# [ページ抜粋]
____________________
水辺はまちの魅力的なベニューとしての位置づけ

これまでも水辺はまちづくりの魅力的なベニューづくりとしてのポジションは果たしてきたし、その高いポテンシャルを生かしたさまざまな利用方法が模索されてきた。そして実際2020年オリンピックを目指した公共民間投資がおこなわれて、空間的なアップデートが行われてきた。

水辺が多くの人々の郷土への想いを表現する場になっていて、共感を得られる場所であったということは、これまでもいろんなところで述べてきた。

これまで、市民が行政に管理を任せてきた、あるいは行政が管理する側の理屈として市民を信用してこなかった時代から、確実に河川敷は時代が移っている。行政の財政不足から、すべての水辺をよりよくする体力がなくなりつつあるなか、郷土をよりよくしたいという思いの強い場所が選択的に選ばれて、集中的に公共の再投資のひとつの指標として扱われることになることはほぼ間違いない。合意形成があればなおのことやりやすい。そんななかCOVID19が起きて、水辺にも直撃した。


コロナと水辺

コロナで、開業を間近にしていた各施設は大々的なイベントを回避し、本来起きるはずであった水辺開業ラッシュの東京のトレンド、あるいは日本全体のトレンドをつくることに大失敗した。
____________________
# [データ内容]
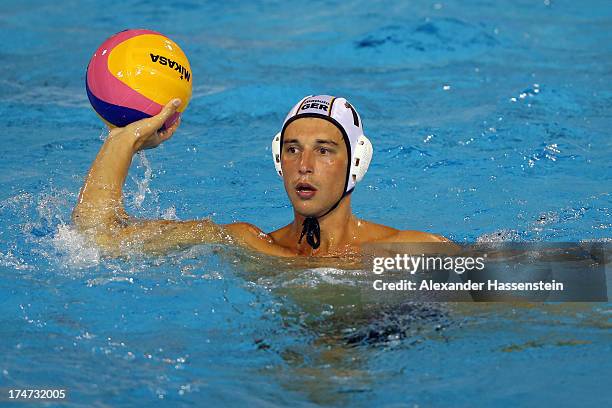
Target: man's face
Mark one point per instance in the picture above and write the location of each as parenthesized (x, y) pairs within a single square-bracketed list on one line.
[(314, 161)]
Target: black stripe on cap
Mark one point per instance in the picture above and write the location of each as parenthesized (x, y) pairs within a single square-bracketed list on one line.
[(355, 117)]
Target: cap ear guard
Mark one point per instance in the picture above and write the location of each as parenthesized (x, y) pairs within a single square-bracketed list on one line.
[(361, 159), (276, 154)]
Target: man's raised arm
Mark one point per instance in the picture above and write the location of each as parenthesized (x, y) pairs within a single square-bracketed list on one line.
[(99, 211)]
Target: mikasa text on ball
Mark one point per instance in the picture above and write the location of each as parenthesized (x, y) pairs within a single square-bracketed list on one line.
[(134, 73)]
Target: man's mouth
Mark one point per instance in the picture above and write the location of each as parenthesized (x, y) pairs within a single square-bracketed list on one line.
[(305, 191)]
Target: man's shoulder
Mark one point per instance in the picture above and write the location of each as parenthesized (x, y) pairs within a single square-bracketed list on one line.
[(253, 237)]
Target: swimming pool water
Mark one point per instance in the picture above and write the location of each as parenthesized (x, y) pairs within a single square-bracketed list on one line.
[(489, 122)]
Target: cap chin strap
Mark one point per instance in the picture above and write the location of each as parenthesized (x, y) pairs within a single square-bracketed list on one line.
[(311, 227)]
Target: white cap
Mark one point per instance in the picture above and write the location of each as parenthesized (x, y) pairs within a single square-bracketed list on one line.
[(342, 114)]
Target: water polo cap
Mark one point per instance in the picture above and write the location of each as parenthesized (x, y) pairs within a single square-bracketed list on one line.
[(342, 114)]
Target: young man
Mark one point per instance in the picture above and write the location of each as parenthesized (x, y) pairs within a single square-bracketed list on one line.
[(321, 153)]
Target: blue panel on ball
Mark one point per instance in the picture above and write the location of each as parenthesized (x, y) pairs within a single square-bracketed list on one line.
[(119, 116)]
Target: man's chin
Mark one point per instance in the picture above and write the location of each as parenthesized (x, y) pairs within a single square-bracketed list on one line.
[(308, 209)]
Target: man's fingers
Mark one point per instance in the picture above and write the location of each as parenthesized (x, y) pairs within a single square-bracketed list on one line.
[(167, 133), (167, 111)]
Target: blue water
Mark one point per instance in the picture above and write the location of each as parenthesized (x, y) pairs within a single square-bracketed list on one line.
[(489, 121)]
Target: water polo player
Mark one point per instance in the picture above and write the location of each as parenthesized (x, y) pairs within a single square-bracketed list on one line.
[(321, 153)]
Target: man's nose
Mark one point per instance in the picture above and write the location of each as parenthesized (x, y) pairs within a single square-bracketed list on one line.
[(306, 162)]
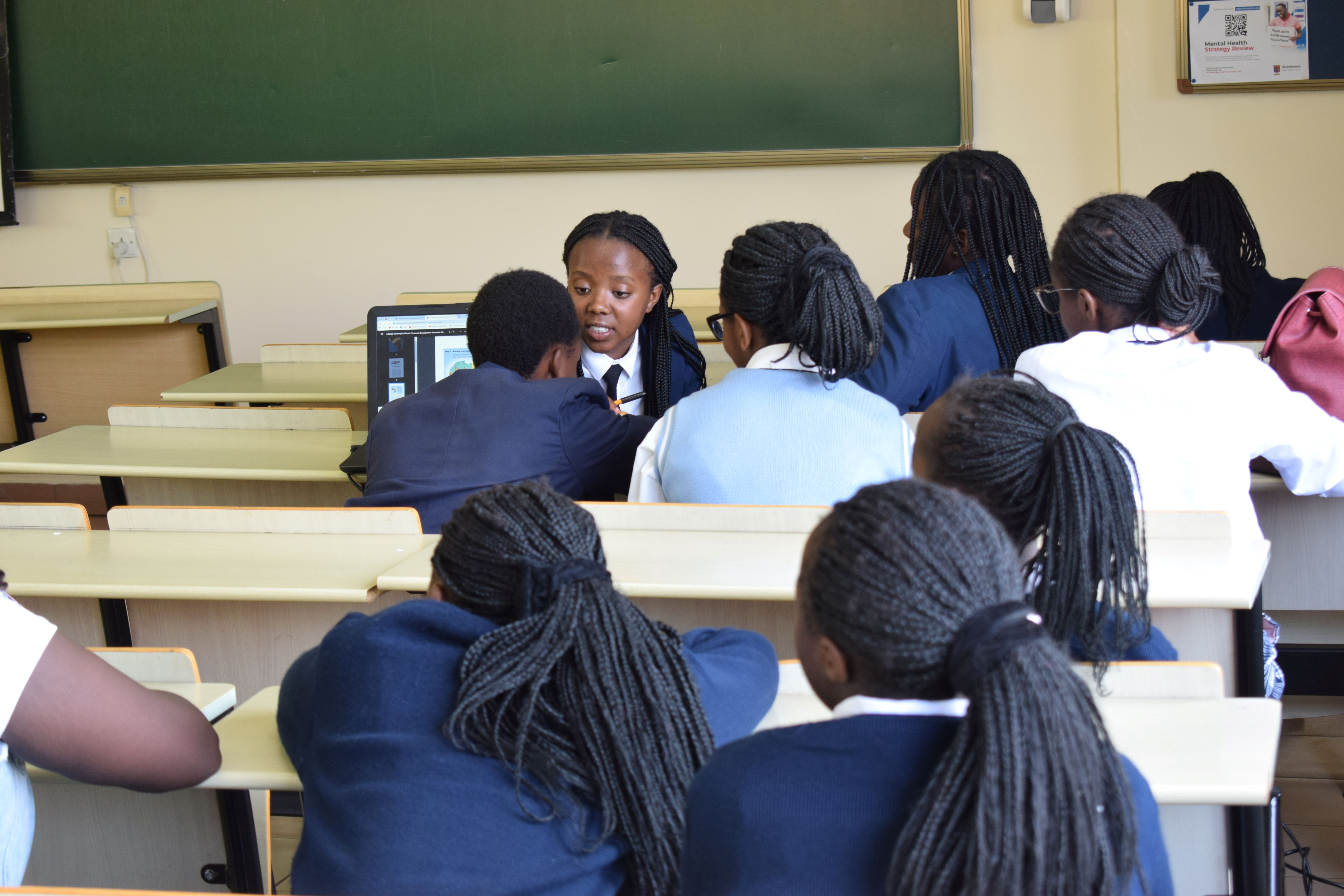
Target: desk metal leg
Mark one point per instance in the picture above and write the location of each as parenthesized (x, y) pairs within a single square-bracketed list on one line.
[(245, 874), (116, 621), (24, 416)]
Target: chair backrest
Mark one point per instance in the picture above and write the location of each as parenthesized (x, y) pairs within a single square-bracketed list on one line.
[(232, 418), (436, 299), (194, 292), (315, 354), (1165, 680), (153, 664), (44, 516), (705, 518), (284, 520)]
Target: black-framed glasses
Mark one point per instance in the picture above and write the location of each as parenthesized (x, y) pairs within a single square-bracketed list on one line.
[(1049, 297), (716, 323)]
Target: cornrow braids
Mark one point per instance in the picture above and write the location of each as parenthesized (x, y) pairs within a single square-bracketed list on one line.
[(640, 233), (1128, 253), (984, 194), (577, 690), (1030, 799), (1023, 453), (795, 283), (1212, 214)]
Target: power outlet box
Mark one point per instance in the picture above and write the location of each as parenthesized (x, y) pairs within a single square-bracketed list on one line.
[(123, 244)]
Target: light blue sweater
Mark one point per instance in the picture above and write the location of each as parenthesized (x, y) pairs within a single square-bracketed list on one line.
[(780, 437)]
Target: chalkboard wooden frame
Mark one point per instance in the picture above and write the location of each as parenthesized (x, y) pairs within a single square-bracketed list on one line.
[(1183, 84), (632, 162)]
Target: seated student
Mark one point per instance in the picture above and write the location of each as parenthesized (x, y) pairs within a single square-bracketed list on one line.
[(68, 711), (526, 730), (1212, 214), (1066, 496), (521, 414), (1131, 293), (620, 275), (788, 428), (964, 307), (911, 622)]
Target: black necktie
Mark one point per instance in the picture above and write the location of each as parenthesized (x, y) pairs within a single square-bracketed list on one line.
[(611, 378)]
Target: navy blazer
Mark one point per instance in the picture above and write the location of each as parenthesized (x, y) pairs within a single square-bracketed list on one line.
[(487, 426), (935, 330), (393, 807), (683, 377), (818, 809)]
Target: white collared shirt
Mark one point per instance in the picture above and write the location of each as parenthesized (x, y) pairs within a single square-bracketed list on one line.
[(632, 373), (865, 706), (646, 485), (1194, 416)]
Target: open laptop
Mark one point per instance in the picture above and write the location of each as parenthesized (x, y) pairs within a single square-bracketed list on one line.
[(411, 349)]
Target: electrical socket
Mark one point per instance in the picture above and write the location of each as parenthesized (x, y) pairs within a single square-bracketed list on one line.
____________________
# [取り組む課題]
• A. ページ抜粋の内容と次の(i)〜(iii)がそれぞれ合致するかを「はい」か「いいえ」で答え、判断の根拠となる本文の語句をそのまま引用してください。(i) 2020年オリンピックを目指した公共民間投資によって、水辺の空間的なアップデートが行われてきた。(ii) 行政には、すべての水辺をよりよくするだけの財政的な余力が十分にある。(iii) コロナの影響で、開業を間近にしていた施設は大規模なイベントを避けた。
• B. ページ抜粋の水辺についての文章を、最後の文の続きから書き進めてください。

# [記述解答]
• A.
(i) はい。「実際2020年オリンピックを目指した公共民間投資がおこなわれて、空間的なアップデートが行われてきた」
(ii) いいえ。「行政の財政不足から、すべての水辺をよりよくする体力がなくなりつつある」
(iii) はい。「開業を間近にしていた各施設は大々的なイベントを回避し」

• B.
しかし都市スケールでみると、コロナでテレワーク、通勤からの開放など、都市や就業場所の集中から解放されて、都市民は一方で精神的な自由を獲得したように見える。コロナの渦中は、自宅近くの水辺は、家族の余暇の時間を豊かなものにするということでみなおされ、散歩、自転車、ピクニックの需要がものすごく増えた。あるいは、都市からはなれて、地方にそのやすらぎをもとめて移住というトレンドもおきかけた。身近な都市の自然環境や公共空間の質が、都市民の精神衛生にものすごく意味をなしていることを実感した期間だったように思う。

水辺と精神的公衆衛生

本日の東京のコロナ感染者数は25人だそうだ。8月には5700人を超えていたことを考えると大きな変化がおきている。

このコロナの谷間の10月以降の流れをみると、やっぱり出会って、その場に行って、そこで人と話すというセレンディピティによって世の中がこれまでと違う動きをし始めたようにおもう。筆者も出張に行って大いにインスパイアされた。この「インスパイアされること」も精神的安定に大きな意味を与えていることを私自身の体のどこかでわかっている。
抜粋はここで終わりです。